Description of the task:
Each image should be skipped while the records are restated word for word.

Dataset content:

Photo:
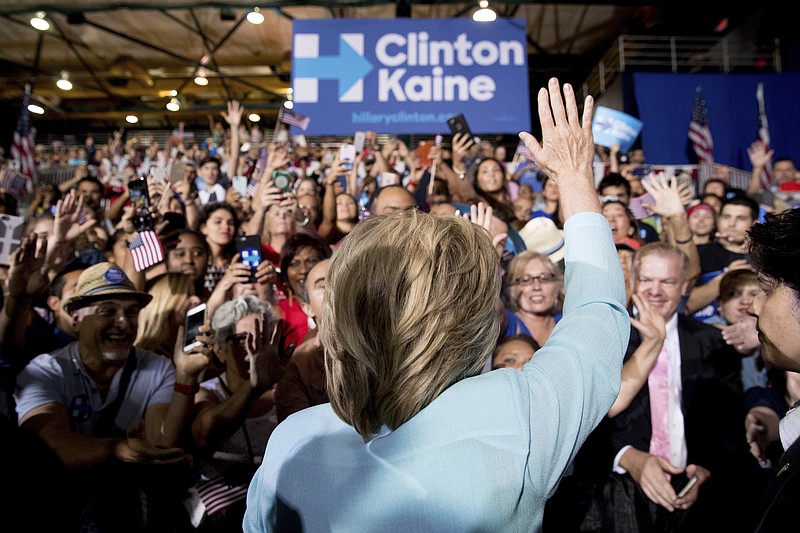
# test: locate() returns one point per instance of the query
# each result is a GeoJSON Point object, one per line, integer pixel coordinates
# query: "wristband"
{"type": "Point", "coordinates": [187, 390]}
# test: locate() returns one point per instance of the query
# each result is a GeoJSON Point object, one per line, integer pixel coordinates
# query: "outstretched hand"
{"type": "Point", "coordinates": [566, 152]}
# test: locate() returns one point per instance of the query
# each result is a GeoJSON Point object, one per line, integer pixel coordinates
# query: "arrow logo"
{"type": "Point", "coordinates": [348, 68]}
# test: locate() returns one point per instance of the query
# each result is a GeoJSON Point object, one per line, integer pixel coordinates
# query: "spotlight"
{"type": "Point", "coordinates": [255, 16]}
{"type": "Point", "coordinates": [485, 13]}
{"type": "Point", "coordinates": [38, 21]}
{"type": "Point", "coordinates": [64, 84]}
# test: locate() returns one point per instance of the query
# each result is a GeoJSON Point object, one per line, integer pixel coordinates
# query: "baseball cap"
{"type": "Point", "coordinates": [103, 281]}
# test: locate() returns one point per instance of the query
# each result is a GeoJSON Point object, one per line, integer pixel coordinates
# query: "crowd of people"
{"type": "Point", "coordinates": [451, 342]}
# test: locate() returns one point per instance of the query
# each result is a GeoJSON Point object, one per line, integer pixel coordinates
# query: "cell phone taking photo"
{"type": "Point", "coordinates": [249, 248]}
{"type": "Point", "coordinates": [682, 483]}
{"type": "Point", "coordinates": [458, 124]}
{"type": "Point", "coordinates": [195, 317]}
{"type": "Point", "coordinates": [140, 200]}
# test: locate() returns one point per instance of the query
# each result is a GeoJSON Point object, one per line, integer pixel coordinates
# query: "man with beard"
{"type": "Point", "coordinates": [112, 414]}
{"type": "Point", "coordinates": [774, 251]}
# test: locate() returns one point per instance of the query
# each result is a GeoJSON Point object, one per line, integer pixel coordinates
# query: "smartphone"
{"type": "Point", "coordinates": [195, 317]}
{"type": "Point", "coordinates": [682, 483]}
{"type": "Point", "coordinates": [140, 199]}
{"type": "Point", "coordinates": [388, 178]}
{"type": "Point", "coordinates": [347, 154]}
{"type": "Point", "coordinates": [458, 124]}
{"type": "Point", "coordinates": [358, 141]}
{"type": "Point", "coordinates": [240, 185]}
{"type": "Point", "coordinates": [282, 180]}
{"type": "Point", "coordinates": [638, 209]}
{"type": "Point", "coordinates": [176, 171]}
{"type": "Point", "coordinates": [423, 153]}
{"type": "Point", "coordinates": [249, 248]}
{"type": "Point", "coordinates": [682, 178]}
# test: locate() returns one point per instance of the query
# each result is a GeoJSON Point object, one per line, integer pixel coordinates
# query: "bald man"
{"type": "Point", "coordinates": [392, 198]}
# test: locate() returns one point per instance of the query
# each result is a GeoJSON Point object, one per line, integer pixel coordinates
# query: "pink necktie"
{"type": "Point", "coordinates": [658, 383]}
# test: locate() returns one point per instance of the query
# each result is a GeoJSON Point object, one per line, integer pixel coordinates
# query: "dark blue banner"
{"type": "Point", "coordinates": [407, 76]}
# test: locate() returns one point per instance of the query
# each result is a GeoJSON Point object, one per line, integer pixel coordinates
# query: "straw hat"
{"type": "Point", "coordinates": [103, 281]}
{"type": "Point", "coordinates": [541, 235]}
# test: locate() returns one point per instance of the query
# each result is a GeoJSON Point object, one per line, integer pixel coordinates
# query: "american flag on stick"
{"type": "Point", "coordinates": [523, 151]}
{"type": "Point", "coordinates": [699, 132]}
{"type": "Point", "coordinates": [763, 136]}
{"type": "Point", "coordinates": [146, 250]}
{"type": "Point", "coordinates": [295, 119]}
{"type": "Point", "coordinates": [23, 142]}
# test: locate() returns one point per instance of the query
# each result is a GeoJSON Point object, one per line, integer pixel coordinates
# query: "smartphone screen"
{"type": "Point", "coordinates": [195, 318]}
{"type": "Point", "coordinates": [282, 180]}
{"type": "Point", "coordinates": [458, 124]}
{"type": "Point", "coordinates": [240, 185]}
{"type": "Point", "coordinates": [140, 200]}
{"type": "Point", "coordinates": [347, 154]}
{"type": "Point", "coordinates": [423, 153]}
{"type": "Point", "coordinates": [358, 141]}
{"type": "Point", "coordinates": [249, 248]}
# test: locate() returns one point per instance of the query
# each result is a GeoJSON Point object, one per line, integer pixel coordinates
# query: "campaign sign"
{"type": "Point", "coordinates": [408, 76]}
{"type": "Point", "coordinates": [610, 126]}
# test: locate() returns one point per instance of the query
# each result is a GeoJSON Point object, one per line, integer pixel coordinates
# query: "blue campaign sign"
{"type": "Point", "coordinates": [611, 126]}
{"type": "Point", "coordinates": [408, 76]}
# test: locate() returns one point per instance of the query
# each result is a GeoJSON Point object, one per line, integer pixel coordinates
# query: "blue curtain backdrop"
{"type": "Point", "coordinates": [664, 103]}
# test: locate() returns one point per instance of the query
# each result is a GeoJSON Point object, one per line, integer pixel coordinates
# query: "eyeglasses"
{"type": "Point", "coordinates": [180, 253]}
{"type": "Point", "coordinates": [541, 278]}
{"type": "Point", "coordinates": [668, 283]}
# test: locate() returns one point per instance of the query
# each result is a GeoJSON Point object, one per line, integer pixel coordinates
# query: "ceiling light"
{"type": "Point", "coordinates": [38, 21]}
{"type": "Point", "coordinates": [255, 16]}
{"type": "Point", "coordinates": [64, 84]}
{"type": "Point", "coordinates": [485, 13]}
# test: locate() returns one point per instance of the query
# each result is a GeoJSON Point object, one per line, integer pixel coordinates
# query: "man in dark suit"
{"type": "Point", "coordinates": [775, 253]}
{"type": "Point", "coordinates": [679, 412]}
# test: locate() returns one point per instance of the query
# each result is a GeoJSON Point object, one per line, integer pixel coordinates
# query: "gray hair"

Exercise output:
Photo:
# test: locate() returns one point per instance of the query
# each result is a GeoJSON Point object, one per line, integer pixel coordinates
# query: "wristband"
{"type": "Point", "coordinates": [187, 390]}
# test: locate() returns one point per instance of the query
# each result is a GeoJSON Point object, one per line, integer pixel coordinates
# query: "outstretched hand"
{"type": "Point", "coordinates": [566, 152]}
# test: locate() returns one point per instance of the query
# each result is a GeoJSON Point object, one per line, integer pixel coordinates
# query: "arrow logo"
{"type": "Point", "coordinates": [348, 68]}
# test: locate() returns one point per instance of the query
# each result is a GeoJSON Point object, one per line, integer pixel coordinates
# query: "spotlight"
{"type": "Point", "coordinates": [255, 16]}
{"type": "Point", "coordinates": [485, 13]}
{"type": "Point", "coordinates": [38, 21]}
{"type": "Point", "coordinates": [64, 84]}
# test: locate() returns one point per instance of the query
# each result is a GeoJSON Point object, one per line, integer pixel coordinates
# query: "baseball cap"
{"type": "Point", "coordinates": [103, 281]}
# test: locate() returns one point per instance of the query
# each result is a GeoJSON Point object, one per line, integer pixel coordinates
# query: "crowd of people"
{"type": "Point", "coordinates": [451, 342]}
# test: locate() returns one point per instance of the query
# each result is a GeoJSON Point object, one per line, integer pixel coordinates
# query: "cell phone taking photo"
{"type": "Point", "coordinates": [249, 248]}
{"type": "Point", "coordinates": [682, 483]}
{"type": "Point", "coordinates": [458, 124]}
{"type": "Point", "coordinates": [195, 317]}
{"type": "Point", "coordinates": [140, 200]}
# test: locate() returns one point per instance of the query
# each result is a GeoJSON Point object, one per line, integer pixel coordinates
# query: "man with beard"
{"type": "Point", "coordinates": [112, 414]}
{"type": "Point", "coordinates": [774, 251]}
# test: locate() returns one point per instance of the query
# each result is a GeoJSON Point object, one per line, integer pixel coordinates
# query: "smartphone"
{"type": "Point", "coordinates": [195, 317]}
{"type": "Point", "coordinates": [682, 483]}
{"type": "Point", "coordinates": [140, 199]}
{"type": "Point", "coordinates": [388, 178]}
{"type": "Point", "coordinates": [347, 154]}
{"type": "Point", "coordinates": [458, 124]}
{"type": "Point", "coordinates": [358, 141]}
{"type": "Point", "coordinates": [240, 185]}
{"type": "Point", "coordinates": [282, 180]}
{"type": "Point", "coordinates": [638, 209]}
{"type": "Point", "coordinates": [176, 171]}
{"type": "Point", "coordinates": [423, 153]}
{"type": "Point", "coordinates": [249, 248]}
{"type": "Point", "coordinates": [682, 178]}
# test: locate() returns one point per instance of the query
# each result is a GeoJSON Point object, one per line, integer pixel coordinates
# query: "bald man"
{"type": "Point", "coordinates": [392, 198]}
# test: locate() returns one point per instance of the query
# each result is a GeoJSON Point object, one per line, integer pixel coordinates
# query: "pink necktie"
{"type": "Point", "coordinates": [658, 383]}
# test: locate() returns one point per instance of the query
# each result is a GeoJSON Point object, one per line, integer pixel coordinates
# query: "dark blue banner"
{"type": "Point", "coordinates": [407, 76]}
# test: locate() returns one point per instance of the query
# each result is a GeoJSON Point object, one per line, integer pixel coordinates
# query: "straw hat"
{"type": "Point", "coordinates": [103, 281]}
{"type": "Point", "coordinates": [541, 235]}
# test: locate() returns one point per instance of the query
# each result is a GeoJSON Point object, one per line, integer pixel coordinates
# query: "american flag on stick"
{"type": "Point", "coordinates": [523, 151]}
{"type": "Point", "coordinates": [699, 132]}
{"type": "Point", "coordinates": [763, 136]}
{"type": "Point", "coordinates": [146, 250]}
{"type": "Point", "coordinates": [295, 119]}
{"type": "Point", "coordinates": [23, 142]}
# test: locate() returns one point per instance of the query
# each result is a GeoJSON Point object, one per line, integer pixel coordinates
# query: "smartphone screen"
{"type": "Point", "coordinates": [195, 318]}
{"type": "Point", "coordinates": [282, 180]}
{"type": "Point", "coordinates": [458, 124]}
{"type": "Point", "coordinates": [240, 185]}
{"type": "Point", "coordinates": [140, 200]}
{"type": "Point", "coordinates": [347, 154]}
{"type": "Point", "coordinates": [423, 153]}
{"type": "Point", "coordinates": [358, 141]}
{"type": "Point", "coordinates": [249, 248]}
# test: locate() returns one point per instance of the query
# each result is a GeoJSON Point object, one per line, integer pixel coordinates
# query: "campaign sign"
{"type": "Point", "coordinates": [408, 76]}
{"type": "Point", "coordinates": [610, 126]}
# test: locate() returns one point per instance of the query
# each result is a GeoJSON Point object, one per line, integer pixel coordinates
# query: "blue campaign sign"
{"type": "Point", "coordinates": [611, 126]}
{"type": "Point", "coordinates": [408, 76]}
# test: locate() returns one point per instance of the query
# each result is a GeoJSON Point object, one per line, integer pixel coordinates
# query: "blue curtain backdrop"
{"type": "Point", "coordinates": [664, 103]}
# test: locate() returns one point per instance of the query
# each result is a GeoJSON Point object, one per line, integer pixel coordinates
# query: "eyeglasses"
{"type": "Point", "coordinates": [180, 253]}
{"type": "Point", "coordinates": [541, 278]}
{"type": "Point", "coordinates": [668, 283]}
# test: locate() returns one point per instance of the query
# each result is a GeoJSON Point object, one per line, integer pixel coordinates
# query: "ceiling light"
{"type": "Point", "coordinates": [38, 21]}
{"type": "Point", "coordinates": [255, 16]}
{"type": "Point", "coordinates": [64, 84]}
{"type": "Point", "coordinates": [485, 13]}
# test: locate() returns one point per instance of the query
# each result is a GeoJSON Point object, one per line, integer pixel coordinates
# query: "man in dark suit"
{"type": "Point", "coordinates": [775, 253]}
{"type": "Point", "coordinates": [679, 412]}
# test: locate() returns one point per instance of the query
# each result is a GeoJSON Point object, one per line, integer pixel coordinates
# query: "gray hair"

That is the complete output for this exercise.